** Document passage **
====
I had always wondered what happened to the loony left after the bodily remains of “don’t you worry about that” Joh Bjelke-Petersen had been interred or cremated or whatever, but it seems they still flourish like mushrooms after an autumn rain. Who would have thought that the reds under the bed would have multiplied so plentifully in little old Tasmania so long after the disintegration of the mother of all beds of loony lefties in 1989.

I’m not talking about a cool place to store the odd carton of Tassy pinot noir, but a place of mindlessness and fantasy for political gain, a place of political cynicism, lies and social division. A bit like the old, old story of William Bligh being dragged from under his bed by officers of the NSW Corps during the Rum Rebellion. Not that I’m trying to equate Bligh with Joh’s ubiquitous communist threat from within.

But these new “ loony lefties” are a strange breed indeed. They are “insular socialists”, which is a new term in the Tasmanian political vernacular as far as I know. Does that mean that they are a throwback to the original old ALP socialist platform which required “socialisation of industry, production, distribution and exchange” as a policy goal in some way or another for much of the 20th century?
====
** Exercise goal **
Copy word for word the stretch of the Tasmanian politics column that starts at "I had always" and stops after "lefties in 1989.".
====
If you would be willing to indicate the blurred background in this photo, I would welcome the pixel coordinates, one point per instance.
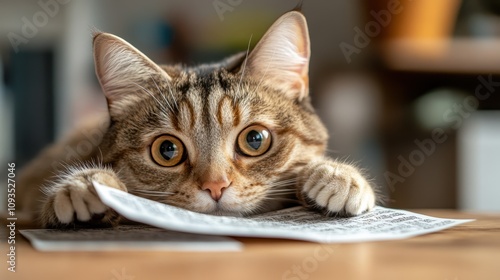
(409, 90)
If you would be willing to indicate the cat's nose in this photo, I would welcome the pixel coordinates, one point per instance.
(215, 188)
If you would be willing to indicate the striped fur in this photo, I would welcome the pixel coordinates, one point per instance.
(206, 108)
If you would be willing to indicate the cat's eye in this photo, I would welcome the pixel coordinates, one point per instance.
(254, 140)
(168, 151)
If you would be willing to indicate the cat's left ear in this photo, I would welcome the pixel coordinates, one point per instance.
(281, 58)
(121, 69)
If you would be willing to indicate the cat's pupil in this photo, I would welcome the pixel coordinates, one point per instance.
(254, 139)
(168, 150)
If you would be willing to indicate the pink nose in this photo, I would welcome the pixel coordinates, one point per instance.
(215, 188)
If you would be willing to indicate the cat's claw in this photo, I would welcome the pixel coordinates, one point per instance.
(73, 200)
(336, 188)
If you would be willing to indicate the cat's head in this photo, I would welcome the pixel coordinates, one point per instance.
(226, 138)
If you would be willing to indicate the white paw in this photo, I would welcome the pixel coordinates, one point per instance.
(338, 188)
(76, 198)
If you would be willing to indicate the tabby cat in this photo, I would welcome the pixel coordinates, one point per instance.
(237, 137)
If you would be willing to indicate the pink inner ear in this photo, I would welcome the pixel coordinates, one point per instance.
(281, 58)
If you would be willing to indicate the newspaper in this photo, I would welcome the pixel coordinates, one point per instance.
(126, 237)
(291, 223)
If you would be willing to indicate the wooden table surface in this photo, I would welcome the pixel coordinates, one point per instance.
(468, 251)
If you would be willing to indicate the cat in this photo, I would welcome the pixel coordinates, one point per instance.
(238, 137)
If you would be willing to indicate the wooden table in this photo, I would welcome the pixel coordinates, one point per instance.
(468, 251)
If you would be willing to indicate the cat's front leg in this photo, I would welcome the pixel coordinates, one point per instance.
(335, 188)
(73, 200)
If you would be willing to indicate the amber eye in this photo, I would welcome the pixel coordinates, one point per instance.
(168, 151)
(254, 140)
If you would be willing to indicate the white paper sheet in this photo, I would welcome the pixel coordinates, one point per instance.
(292, 223)
(126, 237)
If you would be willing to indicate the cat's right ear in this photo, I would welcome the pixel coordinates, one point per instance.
(121, 69)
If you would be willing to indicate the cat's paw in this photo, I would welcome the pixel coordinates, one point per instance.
(336, 188)
(73, 200)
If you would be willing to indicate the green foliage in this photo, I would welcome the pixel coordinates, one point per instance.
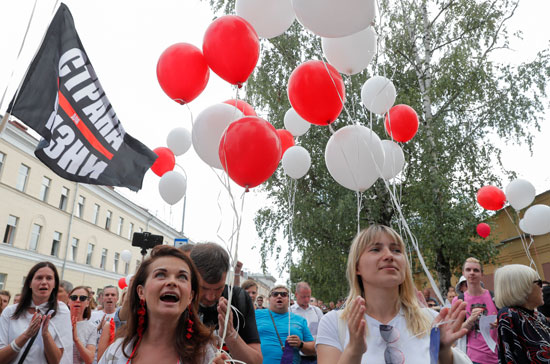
(438, 54)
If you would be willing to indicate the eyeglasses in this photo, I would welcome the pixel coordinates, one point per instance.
(76, 298)
(392, 355)
(282, 294)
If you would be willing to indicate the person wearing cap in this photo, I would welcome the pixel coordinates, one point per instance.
(479, 303)
(273, 325)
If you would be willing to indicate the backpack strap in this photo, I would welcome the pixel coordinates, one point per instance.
(342, 326)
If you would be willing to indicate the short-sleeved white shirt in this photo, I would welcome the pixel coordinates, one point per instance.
(115, 355)
(59, 328)
(415, 349)
(312, 314)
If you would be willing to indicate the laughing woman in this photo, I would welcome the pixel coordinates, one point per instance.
(163, 326)
(382, 321)
(38, 328)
====
** Response for this exercise **
I had always wondered what happened to the loony left after the bodily remains of “don’t you worry about that” Joh Bjelke-Petersen had been interred or cremated or whatever, but it seems they still flourish like mushrooms after an autumn rain. Who would have thought that the reds under the bed would have multiplied so plentifully in little old Tasmania so long after the disintegration of the mother of all beds of loony lefties in 1989.